**MATERIAL PROVIDED**

** start **

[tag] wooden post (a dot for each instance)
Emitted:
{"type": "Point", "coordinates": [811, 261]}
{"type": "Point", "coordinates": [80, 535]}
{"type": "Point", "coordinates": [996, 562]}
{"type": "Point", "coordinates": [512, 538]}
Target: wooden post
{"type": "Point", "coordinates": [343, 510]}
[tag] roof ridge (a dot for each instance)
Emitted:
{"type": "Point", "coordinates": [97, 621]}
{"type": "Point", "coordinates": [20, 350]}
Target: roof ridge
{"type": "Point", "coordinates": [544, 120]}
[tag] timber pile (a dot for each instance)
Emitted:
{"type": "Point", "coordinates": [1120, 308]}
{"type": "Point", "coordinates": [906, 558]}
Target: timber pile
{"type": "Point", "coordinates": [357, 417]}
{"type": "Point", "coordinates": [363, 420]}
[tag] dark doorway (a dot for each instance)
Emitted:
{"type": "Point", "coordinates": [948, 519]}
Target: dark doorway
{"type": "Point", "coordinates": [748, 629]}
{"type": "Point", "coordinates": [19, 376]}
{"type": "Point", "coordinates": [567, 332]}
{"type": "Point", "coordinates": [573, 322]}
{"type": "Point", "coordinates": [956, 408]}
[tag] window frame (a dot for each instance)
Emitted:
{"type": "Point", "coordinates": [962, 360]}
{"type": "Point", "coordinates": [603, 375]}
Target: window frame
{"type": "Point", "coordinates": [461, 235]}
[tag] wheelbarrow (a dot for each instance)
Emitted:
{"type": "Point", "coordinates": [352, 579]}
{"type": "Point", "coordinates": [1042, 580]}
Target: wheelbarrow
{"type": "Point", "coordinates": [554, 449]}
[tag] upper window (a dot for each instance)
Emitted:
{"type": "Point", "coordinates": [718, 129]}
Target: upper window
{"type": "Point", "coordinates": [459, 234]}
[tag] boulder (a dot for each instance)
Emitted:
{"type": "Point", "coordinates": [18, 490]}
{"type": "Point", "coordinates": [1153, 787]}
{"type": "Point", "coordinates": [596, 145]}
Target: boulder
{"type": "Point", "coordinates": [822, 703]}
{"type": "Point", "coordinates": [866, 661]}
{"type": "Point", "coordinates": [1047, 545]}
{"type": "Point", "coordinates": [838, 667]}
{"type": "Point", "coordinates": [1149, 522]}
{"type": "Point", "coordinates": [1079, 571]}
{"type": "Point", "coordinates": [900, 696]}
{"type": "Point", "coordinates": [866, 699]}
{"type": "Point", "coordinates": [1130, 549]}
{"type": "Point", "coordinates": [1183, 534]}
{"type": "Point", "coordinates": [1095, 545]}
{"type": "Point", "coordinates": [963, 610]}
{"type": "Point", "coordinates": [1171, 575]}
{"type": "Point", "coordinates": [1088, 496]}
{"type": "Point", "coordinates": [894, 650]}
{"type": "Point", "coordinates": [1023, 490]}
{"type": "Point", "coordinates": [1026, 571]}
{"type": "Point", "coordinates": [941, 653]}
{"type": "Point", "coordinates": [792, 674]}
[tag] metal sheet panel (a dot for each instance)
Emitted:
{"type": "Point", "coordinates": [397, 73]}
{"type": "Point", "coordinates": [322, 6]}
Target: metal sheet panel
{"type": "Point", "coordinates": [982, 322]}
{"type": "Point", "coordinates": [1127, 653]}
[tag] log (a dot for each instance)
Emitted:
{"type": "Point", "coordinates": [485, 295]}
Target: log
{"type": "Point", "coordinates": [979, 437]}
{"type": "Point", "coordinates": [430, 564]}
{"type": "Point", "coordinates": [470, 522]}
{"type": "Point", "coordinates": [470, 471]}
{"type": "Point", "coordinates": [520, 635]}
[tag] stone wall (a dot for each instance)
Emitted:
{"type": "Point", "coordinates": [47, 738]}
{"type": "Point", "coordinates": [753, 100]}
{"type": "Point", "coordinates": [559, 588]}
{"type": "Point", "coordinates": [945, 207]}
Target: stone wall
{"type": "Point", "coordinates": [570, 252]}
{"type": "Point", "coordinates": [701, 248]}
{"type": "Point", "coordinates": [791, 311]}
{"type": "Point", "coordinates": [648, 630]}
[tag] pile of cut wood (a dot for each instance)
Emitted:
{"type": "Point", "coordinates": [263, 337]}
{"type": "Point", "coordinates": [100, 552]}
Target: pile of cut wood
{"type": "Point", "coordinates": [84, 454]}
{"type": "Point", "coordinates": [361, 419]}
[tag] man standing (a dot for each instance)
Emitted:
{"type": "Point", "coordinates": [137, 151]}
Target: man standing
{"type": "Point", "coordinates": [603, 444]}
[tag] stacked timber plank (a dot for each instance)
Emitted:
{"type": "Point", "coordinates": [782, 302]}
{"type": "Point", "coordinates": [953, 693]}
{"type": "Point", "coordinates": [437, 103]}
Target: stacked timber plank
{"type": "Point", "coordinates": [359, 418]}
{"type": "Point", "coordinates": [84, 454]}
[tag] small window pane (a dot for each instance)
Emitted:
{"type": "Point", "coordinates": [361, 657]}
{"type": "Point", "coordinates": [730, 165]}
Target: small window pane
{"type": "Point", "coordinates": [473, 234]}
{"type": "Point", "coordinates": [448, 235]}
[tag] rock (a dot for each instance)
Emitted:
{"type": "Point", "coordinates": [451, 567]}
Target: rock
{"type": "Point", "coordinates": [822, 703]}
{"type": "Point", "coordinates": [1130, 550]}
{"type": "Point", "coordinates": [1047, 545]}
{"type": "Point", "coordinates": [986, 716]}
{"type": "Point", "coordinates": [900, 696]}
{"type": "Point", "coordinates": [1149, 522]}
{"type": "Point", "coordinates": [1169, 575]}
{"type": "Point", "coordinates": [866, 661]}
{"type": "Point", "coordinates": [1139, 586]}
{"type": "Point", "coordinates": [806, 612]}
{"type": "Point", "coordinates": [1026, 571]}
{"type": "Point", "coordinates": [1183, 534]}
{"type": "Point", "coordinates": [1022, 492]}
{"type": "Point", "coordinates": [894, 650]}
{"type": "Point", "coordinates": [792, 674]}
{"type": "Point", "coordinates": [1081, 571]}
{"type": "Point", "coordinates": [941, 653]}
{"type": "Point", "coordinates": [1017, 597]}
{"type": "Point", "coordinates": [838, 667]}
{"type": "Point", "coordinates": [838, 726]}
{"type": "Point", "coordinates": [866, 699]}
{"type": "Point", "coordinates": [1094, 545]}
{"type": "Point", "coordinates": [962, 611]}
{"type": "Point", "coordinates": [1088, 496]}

** end **

**INSTRUCTION**
Format the lines above as a JSON list of strings, one string per line, with blank lines omitted. Begin at the line that contains "[tag] man standing (a dot for each instance)" and stop after the final line.

**WRITTEN SOLUTION**
[
  "[tag] man standing (a dot for each instance)",
  "Emitted:",
  "{\"type\": \"Point\", \"coordinates\": [137, 151]}",
  "Target: man standing",
  "{\"type\": \"Point\", \"coordinates\": [603, 444]}",
  "[tag] stacked timber plank (a dot for each instance)",
  "Emitted:",
  "{\"type\": \"Point\", \"coordinates\": [782, 302]}",
  "{\"type\": \"Point\", \"coordinates\": [953, 693]}",
  "{\"type\": \"Point\", \"coordinates\": [437, 103]}",
  "Target: stacked timber plank",
  "{\"type\": \"Point\", \"coordinates\": [359, 418]}",
  "{\"type\": \"Point\", \"coordinates\": [84, 454]}",
  "[tag] small window pane (a dot for each instance)",
  "Emitted:",
  "{\"type\": \"Point\", \"coordinates\": [361, 657]}",
  "{\"type\": \"Point\", \"coordinates\": [730, 165]}",
  "Target: small window pane",
  "{\"type\": \"Point\", \"coordinates\": [473, 234]}",
  "{\"type\": \"Point\", \"coordinates\": [448, 235]}",
  "[tag] rock (a dot for each instance)",
  "Emitted:",
  "{\"type\": \"Point\", \"coordinates\": [451, 567]}",
  "Target: rock",
  "{\"type\": \"Point\", \"coordinates\": [822, 703]}",
  "{\"type\": \"Point\", \"coordinates\": [1130, 550]}",
  "{\"type\": \"Point\", \"coordinates\": [1047, 545]}",
  "{\"type\": \"Point\", \"coordinates\": [986, 716]}",
  "{\"type\": \"Point\", \"coordinates\": [900, 696]}",
  "{\"type\": \"Point\", \"coordinates\": [1149, 522]}",
  "{\"type\": \"Point\", \"coordinates\": [1169, 575]}",
  "{\"type\": \"Point\", \"coordinates\": [866, 661]}",
  "{\"type\": \"Point\", \"coordinates\": [1139, 586]}",
  "{\"type\": \"Point\", \"coordinates\": [806, 612]}",
  "{\"type\": \"Point\", \"coordinates\": [1026, 571]}",
  "{\"type\": \"Point\", \"coordinates\": [1183, 534]}",
  "{\"type\": \"Point\", \"coordinates\": [1022, 492]}",
  "{\"type\": \"Point\", \"coordinates\": [894, 650]}",
  "{\"type\": \"Point\", \"coordinates\": [792, 674]}",
  "{\"type\": \"Point\", \"coordinates\": [1081, 571]}",
  "{\"type\": \"Point\", \"coordinates\": [941, 653]}",
  "{\"type\": \"Point\", \"coordinates\": [1017, 597]}",
  "{\"type\": \"Point\", \"coordinates\": [838, 667]}",
  "{\"type\": \"Point\", \"coordinates\": [838, 726]}",
  "{\"type\": \"Point\", \"coordinates\": [866, 699]}",
  "{\"type\": \"Point\", \"coordinates\": [1094, 545]}",
  "{\"type\": \"Point\", \"coordinates\": [962, 611]}",
  "{\"type\": \"Point\", \"coordinates\": [1088, 496]}"
]